→ **Exercise instructions**
Please list each line of the entries below that contains the word "blue", copying every such line in full.

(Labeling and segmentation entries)
= = = =

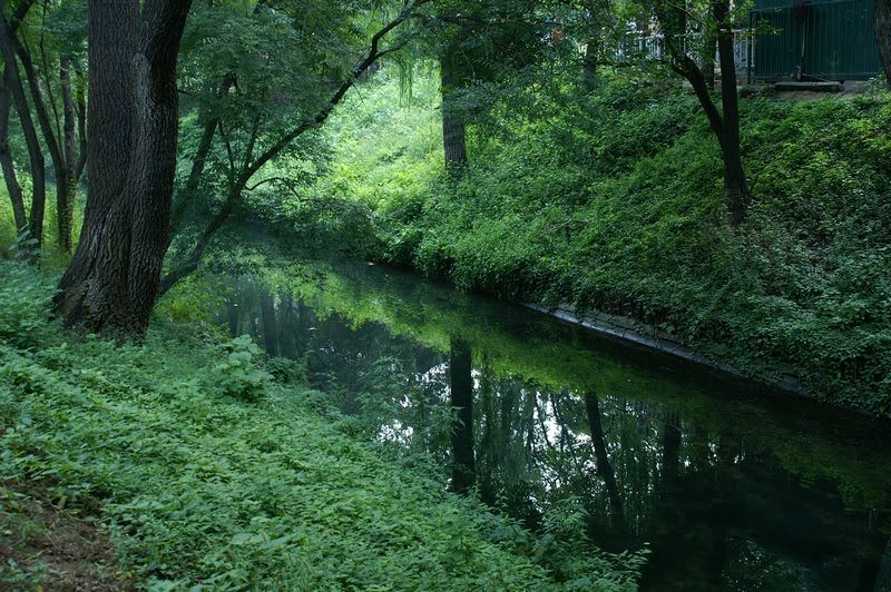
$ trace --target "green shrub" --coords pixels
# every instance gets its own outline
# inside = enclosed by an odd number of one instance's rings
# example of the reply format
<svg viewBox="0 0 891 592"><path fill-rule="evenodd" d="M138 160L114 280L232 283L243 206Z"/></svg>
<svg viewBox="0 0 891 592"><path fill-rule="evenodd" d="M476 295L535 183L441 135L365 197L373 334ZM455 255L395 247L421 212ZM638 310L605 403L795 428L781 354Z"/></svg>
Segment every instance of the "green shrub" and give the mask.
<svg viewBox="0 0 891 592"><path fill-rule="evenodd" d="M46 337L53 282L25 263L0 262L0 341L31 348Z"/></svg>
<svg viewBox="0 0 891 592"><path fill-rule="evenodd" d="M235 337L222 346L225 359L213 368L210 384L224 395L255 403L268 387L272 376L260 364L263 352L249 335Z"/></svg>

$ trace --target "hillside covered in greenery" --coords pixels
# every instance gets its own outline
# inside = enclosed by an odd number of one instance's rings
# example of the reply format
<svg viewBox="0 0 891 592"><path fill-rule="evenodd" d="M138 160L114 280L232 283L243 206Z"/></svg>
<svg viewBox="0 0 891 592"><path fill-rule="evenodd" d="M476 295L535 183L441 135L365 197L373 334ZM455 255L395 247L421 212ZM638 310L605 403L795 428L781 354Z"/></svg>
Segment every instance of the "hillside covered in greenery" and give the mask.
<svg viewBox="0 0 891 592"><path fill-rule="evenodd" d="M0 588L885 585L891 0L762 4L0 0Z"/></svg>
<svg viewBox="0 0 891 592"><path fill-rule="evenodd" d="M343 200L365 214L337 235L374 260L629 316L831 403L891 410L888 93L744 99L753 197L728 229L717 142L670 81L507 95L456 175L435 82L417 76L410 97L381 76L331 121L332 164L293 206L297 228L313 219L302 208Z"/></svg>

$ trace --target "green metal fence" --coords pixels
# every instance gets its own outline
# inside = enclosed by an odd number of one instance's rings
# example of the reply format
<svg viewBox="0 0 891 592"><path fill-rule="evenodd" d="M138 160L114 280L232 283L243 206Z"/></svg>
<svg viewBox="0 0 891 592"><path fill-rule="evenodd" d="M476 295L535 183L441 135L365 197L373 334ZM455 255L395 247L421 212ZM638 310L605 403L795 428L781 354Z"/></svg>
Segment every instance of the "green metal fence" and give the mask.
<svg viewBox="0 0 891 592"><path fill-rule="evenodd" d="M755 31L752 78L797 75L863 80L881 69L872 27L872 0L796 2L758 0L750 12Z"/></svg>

= = = =

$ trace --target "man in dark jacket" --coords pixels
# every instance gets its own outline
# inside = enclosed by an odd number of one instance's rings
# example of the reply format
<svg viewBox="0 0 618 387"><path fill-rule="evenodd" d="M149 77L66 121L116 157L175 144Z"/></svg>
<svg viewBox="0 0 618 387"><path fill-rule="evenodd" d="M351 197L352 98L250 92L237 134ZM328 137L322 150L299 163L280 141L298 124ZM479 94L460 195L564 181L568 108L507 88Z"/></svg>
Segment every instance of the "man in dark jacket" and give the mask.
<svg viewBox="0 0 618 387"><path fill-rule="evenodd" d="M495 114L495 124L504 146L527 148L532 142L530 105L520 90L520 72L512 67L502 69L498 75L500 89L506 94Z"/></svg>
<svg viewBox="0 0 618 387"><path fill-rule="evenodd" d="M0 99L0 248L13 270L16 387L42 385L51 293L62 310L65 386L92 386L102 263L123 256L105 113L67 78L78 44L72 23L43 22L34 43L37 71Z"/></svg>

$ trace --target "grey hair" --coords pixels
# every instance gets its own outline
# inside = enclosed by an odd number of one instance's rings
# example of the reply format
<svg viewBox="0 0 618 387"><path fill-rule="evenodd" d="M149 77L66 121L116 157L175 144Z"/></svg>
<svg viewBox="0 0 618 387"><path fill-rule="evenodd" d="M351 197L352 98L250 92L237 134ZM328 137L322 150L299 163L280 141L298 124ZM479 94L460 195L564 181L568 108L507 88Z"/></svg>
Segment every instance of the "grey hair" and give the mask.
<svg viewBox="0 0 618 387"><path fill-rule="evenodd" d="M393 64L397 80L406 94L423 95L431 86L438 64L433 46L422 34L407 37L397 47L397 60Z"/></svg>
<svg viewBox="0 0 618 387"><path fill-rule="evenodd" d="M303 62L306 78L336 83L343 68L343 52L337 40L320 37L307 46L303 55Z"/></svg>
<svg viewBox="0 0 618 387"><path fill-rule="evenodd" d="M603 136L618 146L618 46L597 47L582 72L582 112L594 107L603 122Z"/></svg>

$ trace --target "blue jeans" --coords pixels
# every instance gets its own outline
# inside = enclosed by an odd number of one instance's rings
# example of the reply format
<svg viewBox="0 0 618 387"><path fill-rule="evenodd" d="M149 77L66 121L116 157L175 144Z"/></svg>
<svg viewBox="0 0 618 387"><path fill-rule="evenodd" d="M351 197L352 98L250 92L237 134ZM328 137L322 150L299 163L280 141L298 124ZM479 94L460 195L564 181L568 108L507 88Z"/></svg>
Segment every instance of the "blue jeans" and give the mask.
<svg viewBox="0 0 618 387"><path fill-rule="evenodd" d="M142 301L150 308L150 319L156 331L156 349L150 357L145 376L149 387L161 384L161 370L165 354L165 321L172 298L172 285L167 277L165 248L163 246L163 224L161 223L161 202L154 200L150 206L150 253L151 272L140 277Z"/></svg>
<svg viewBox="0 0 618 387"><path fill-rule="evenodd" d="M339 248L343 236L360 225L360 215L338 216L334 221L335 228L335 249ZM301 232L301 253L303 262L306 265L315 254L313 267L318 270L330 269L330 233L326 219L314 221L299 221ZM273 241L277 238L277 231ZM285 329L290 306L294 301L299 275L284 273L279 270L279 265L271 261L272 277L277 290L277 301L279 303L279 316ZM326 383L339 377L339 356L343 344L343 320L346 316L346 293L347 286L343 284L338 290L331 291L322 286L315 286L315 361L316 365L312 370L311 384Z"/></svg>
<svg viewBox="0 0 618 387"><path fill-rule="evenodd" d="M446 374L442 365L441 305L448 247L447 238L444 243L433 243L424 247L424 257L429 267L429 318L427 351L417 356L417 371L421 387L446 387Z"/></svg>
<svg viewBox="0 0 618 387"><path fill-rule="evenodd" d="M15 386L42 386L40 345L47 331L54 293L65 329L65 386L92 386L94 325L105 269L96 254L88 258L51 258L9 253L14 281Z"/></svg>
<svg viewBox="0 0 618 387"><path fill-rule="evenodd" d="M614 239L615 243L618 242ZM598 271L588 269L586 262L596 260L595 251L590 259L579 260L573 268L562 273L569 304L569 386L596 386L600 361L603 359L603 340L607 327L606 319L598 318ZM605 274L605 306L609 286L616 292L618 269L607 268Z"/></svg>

= = = =

→ **Written answer**
$ trace --target "blue jeans" --coords pixels
Segment every instance of the "blue jeans" and give the mask.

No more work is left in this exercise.